TEXTO DEL EJERCICIO:
::::
Que Nicolás Miranda llegara a la Puerta del Sol acompañado de su abogado dice mucho acerca de nuestras maltrechas libertades públicas. En la atmósfera flota el espectro de la ley mordaza, la alargada sombra de las injurias a la Corona, los encausados por dar fuego a imágenes de la familia real o el ejemplar de la revista El jueves que secuestró la Audiencia Nacional. Hablando de arte y escultura, habrá quién recuerde el día en que el Macba suspendió una exposición porque los comisarios se negaron a retirar una obra satírica que representaba a Juan Carlos I sodomizado por una lideresa obrera boliviana.
Y aunque todo esto es cierto, aunque ha cundido la censura y la fiebre represiva, uno tiene la sensación de que el rey emérito se ha convertido en un blanco fácil, en una grotesca caricatura sobre la que podemos descargar nuestra ira siempre y cuando las críticas se ciñan a la conducta particular del criticado y no salpiquen a la institución de la monarquía. Es como si Juan Carlos I no hubiera ejercido jamás un reinado de casi cuarenta años o como si sus excesos y sus extravagancias pertenecieran al exclusivo ámbito privado de un ciudadano raso y no a la red de privilegios y complicidades que se ha ido tejiendo alrededor de la Corona.
A finales del siglo XIX, el antropólogo James Frazer observó que las sociedades tribales se organizaban bajo una concepción cíclica de la monarquía. Primero coronaban a un rey joven y le transferían todos los atributos de un dios. Lo adoraban con una devoción supersticiosa. Lo glorificaban como a un objeto sagrado que representaba el destino de todo un pueblo. Sin embargo, la carne se corrompe y los reyes envejecen con una agonía indigna. Solo hay una forma de evitar este triste epílogo, dice Frazer: hay que matar al hombre-dios "y su alma será transferida a un sucesor vigoroso antes de haber sido seriamente menoscabada por la amenazadora decadencia".
::::
QUÉ SE PIDE: Copia sin cambios un trozo del texto sobre la monarquía. Empieza en las palabras que contienen "Y aunque todo" y termina justo después de "de la Corona.".

MATERIAL REUNIDO:
::::
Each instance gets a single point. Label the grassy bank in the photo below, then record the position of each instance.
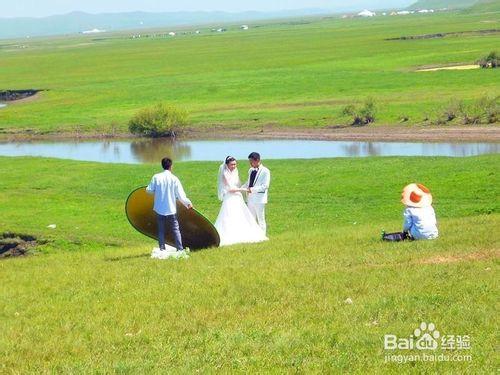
(92, 300)
(287, 74)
::::
RESULTADO DEL EJERCICIO:
Y aunque todo esto es cierto, aunque ha cundido la censura y la fiebre represiva, uno tiene la sensación de que el rey emérito se ha convertido en un blanco fácil, en una grotesca caricatura sobre la que podemos descargar nuestra ira siempre y cuando las críticas se ciñan a la conducta particular del criticado y no salpiquen a la institución de la monarquía. Es como si Juan Carlos I no hubiera ejercido jamás un reinado de casi cuarenta años o como si sus excesos y sus extravagancias pertenecieran al exclusivo ámbito privado de un ciudadano raso y no a la red de privilegios y complicidades que se ha ido tejiendo alrededor de la Corona.